* Task description: Every line of the data below should be printed exactly.

[Records excerpted from a collection]
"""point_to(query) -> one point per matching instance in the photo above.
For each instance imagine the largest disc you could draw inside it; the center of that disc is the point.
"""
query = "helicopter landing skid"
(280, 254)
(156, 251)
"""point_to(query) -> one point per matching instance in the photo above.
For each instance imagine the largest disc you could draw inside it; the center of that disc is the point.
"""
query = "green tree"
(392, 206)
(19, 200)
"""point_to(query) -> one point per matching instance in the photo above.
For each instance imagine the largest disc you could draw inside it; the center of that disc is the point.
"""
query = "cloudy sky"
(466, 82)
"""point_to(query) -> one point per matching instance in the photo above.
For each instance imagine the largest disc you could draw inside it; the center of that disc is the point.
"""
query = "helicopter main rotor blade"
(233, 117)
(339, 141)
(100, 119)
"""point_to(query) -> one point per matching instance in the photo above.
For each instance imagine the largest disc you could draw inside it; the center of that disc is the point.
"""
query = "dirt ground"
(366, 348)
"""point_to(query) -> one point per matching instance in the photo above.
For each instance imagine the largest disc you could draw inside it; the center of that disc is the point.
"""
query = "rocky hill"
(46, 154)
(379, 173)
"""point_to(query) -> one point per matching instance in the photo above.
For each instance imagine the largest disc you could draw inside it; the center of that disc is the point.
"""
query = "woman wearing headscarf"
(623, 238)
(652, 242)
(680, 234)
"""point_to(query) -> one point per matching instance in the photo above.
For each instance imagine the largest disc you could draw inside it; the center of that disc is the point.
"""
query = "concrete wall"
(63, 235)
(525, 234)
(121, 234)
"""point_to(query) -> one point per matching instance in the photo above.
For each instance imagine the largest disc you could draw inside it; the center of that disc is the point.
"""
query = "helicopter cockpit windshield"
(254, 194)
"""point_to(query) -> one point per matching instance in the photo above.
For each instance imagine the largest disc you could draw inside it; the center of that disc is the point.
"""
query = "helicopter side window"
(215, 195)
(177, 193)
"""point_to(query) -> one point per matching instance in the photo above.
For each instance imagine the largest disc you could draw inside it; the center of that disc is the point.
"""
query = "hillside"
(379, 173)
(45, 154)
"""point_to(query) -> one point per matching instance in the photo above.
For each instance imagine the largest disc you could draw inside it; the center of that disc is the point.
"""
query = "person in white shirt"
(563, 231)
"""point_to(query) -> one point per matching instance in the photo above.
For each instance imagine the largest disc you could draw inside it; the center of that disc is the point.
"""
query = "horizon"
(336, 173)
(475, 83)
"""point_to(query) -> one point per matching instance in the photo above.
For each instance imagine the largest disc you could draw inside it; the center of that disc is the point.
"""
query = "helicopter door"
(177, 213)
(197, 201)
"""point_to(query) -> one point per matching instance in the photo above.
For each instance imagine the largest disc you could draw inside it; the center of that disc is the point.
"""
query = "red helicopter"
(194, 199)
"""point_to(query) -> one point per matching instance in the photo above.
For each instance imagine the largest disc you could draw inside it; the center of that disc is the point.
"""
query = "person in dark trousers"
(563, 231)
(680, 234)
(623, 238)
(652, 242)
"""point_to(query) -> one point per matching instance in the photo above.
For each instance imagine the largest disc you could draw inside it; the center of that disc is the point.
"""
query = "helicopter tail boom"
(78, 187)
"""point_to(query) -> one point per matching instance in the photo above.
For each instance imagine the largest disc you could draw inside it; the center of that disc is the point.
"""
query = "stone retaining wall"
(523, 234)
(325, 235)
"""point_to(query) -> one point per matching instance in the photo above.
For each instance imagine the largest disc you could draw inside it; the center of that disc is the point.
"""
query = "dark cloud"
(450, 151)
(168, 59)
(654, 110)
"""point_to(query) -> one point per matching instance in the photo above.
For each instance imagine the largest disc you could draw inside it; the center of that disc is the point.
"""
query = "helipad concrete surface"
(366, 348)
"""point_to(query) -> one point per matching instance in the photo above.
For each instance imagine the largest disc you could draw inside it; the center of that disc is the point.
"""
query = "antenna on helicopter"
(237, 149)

* Finished task:
"""point_to(query) -> one point per matching instance in the photo above.
For each instance imagine the largest disc you could draw inside it; the center of that disc is the point.
"""
query = "helicopter landing skid"
(280, 254)
(156, 251)
"""point_to(query) -> one point per matching instance in the photo above.
For each instance imagine the largest disc you could draw inside it; the center of that disc is the point.
"""
query = "green tree"
(392, 206)
(19, 200)
"""point_to(query) -> one point per matching instance in the photo above.
For each instance imagine the largest disc you could draw inside it; the center of that disc is the point.
"""
query = "cloudy sky"
(466, 82)
"""point_to(query) -> one point per matching instance in the photo above.
For each instance imagine the largest disc you could draw inside it; the center of that disc is the point.
"""
query = "helicopter main rotor blade"
(233, 117)
(339, 141)
(100, 119)
"""point_to(query) -> one point per matching instance in the photo above.
For each instance imagine the largest disc you could draw inside it; the center of that disc is the point.
"""
query = "dirt ground"
(366, 348)
"""point_to(query) -> one point per matching instance in the photo above.
For each instance imagine the largest disc you could draw inside it; the center of that disc is the point.
"""
query = "rocky hill"
(46, 154)
(379, 173)
"""point_to(query) -> one point per matching instance in the photo above.
For each instance imagine the largest disc you could draw inside it; the center of that disc is the point.
"""
query = "woman wearing headscarf"
(623, 238)
(652, 242)
(680, 234)
"""point_to(query) -> one point per matching instance in the photo above.
For each instance imagine the largest disc you could draw inside it; the center of that disc is the point.
"""
query = "concrete wall"
(63, 235)
(525, 234)
(121, 234)
"""point_to(query) -> one point per matching instance in the photo above.
For each instance imagine the largest disc you could draw inside it; the center of that disc is the point.
"""
query = "helicopter cockpit windshield"
(254, 194)
"""point_to(query) -> one point per matching instance in the photo above.
For each instance imagine the largest disc you could draw inside it; the center of that disc is the point.
"""
query = "helicopter side window"
(215, 195)
(177, 193)
"""point_to(query) -> one point per matching instance in the photo above.
For each instance imagine the largest disc you could draw inside it; the center of that disc is the point.
"""
query = "hillside"
(379, 173)
(45, 154)
"""point_to(query) -> one point per matching instance in the photo above.
For each instance imagine the largest disc you could draw inside it; the center of that disc is the point.
"""
query = "person in white shirt"
(563, 231)
"""point_to(query) -> one point per matching instance in the photo above.
For each instance imagine the largest disc you could draw inside it; the center of that disc is the point.
"""
query = "horizon"
(336, 173)
(475, 83)
"""point_to(query) -> one point per matching instance in the photo above.
For each instance imagine the largest disc you could draw inside it; the center of that disc is the point.
"""
query = "helicopter door"
(177, 213)
(197, 201)
"""point_to(query) -> one point per matching instance in the photo above.
For each instance imagine the largest disc you could draw inside it; the center of that disc is the point.
"""
query = "red helicopter"
(194, 199)
"""point_to(query) -> one point per matching instance in the photo above.
For each instance imagine the largest disc you could draw inside it; the center of that disc is the point.
"""
query = "person in dark trousers"
(563, 231)
(680, 234)
(623, 238)
(652, 242)
"""point_to(query) -> one point per matching instance in the photo above.
For each instance imagine the largest disc you could draw inside it; the center of that disc is the point.
"""
query = "helicopter tail boom"
(78, 187)
"""point_to(query) -> one point per matching instance in the photo above.
For each instance imagine the largest disc you could draw inside it; the center of that disc is the point.
"""
query = "stone retaining wall"
(523, 234)
(325, 235)
"""point_to(query) -> one point per matching instance in the photo above.
For each instance imagine the largest disc you could draw inside it; the center of that disc is the point.
"""
query = "dark cloud"
(450, 151)
(168, 59)
(654, 110)
"""point_to(query) -> one point per matching instance in the photo above.
For each instance imagine the largest disc you could draw inside it; the center of that disc is the point.
"""
query = "helipad concrete surface"
(366, 348)
"""point_to(query) -> one point per matching instance in the photo above.
For each instance imagine the largest disc you could draw inside it; the center of that disc is the point.
"""
query = "antenna on helicopter"
(237, 149)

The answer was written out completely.